» Selected extract:
People may be infected with an insect-borne disease (malaria) through the blood input of malaria-infected people or the bite of Anopheles mosquitoes. Colds, periodic and regular attacks, fever, and sweating are several characteristics of patients infected with malaria. After many attacks for a long time, it can cause anemia and splenomegaly. Thus far, the harmful impact of malaria in the world is still very serious. People living in malaria-endemic areas account for about 40% of the total human population. Malaria is one of the most feared diseases for people living on the African continent. Every year, malaria patients on the African continent account for 90% of malaria patients in the world. Malaria is the cause of death of more than two million people worldwide every year. Malaria is also prevalent in Southeast and Central Asia. The infection sources of malaria are roughly divided into two categories: (i) malaria patients and (ii) asymptomatic carriers containing gametophytes. The transmission probability of malaria increases with the increase in gametophyte density.

The earlier malaria is diagnosed, the more conducive it is for treatment of patients. Thus far, the diagnostic methods of malaria in the hospital are as follows: (i) clinical manifestation, (ii) molecular biological technology diagnosis, and (iii) therapeutic diagnosis. However, these diagnostic methods require doctors to spend a long period of time when diagnosing. This long diagnosis process may delay the timely treatment of patients. Moreover, doctors are easily disturbed by some factors in the diagnosis process, such as lack of sleep, illness, and so on. Therefore, the process of diagnosing malaria by doctors is very inefficient.

(Referring-expression pointing data)
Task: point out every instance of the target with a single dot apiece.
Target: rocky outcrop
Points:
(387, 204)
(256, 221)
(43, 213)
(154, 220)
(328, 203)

» Your tasks:
**1)** According to the malaria passage, what share of the world's malaria patients live on the African continent each year?
**2)** Write the next part of the malaria passage, starting after its final sentence.
The records have nothing to do with the malaria passage.

» Numbered responses:
**1)** 90% of the world's malaria patients.

**2)**
Many researchers are willing to apply computer technology to malaria diagnosis. Manescu et al. [1] introduced a new model (DeepMCNN), which was based on the convolution neural network. The introduced DeepMCNN obtained 0.92 sensitivity and 0.90 specificity. Yang et al. [2] introduced a novel method to detect malaria. This method combined IGMS and CNN and obtained 93.46 ± 0.32% accuracy, 92.59 ± 1.27% sensitivity, 94.33 ± 1.25% specificity, and 94.25 ± 1.13% precision. Shoohi and Saud [3] introduced a method for malaria image classification. This method (Deep Convolutional Generative Adversarial Network) was based on CNN. Mehanian et al. [4] used deep learning to classify malaria images. Mukherjee et al. [5] introduced a novel method to classify malaria images. The proposed method was based on the convolution neural network and obtained a 0.95 dice score. Khadim et al. [6] evaluated several different activation functions to detect malaria in the CNN model. These several different activation functions were Sigmoid, Tanh, Leaky ReLU, ReLU, and Swish. Based on the experimental results, the Swish activation function yielded better results than other activation functions. Magotra and Rohil [7] introduced a novel model (lightweight CNN) to detect malaria. Two classical models were used to compare with the lightweight CNN, which were VGG-19 and Inception-v3. This lightweight CNN model could obtain 96% accuracy. At the same time, this model can reduce training time and computations. Marques et al. [8] proposed a new model to detect malaria based on the CNN model. In this model, EfficientNet was used as the backbone model. This model achieved 97.74% precision, 99.76% ROC, 98.82% recall, and 98.28% F1. Sarkar et al. [9] presented a shallow-approach CNN model. The proposed model could reduce the run time. Raihan and Nahid [10] introduced an explainable CNN model to classify malaria. This explainable CNN model was composed of CNN, wavelet packet 2d, and Whale Optimization Algorithm. This model obtained 94.39% precision, 94.80% F1, 94.78% accuracy, and 95.21% recall.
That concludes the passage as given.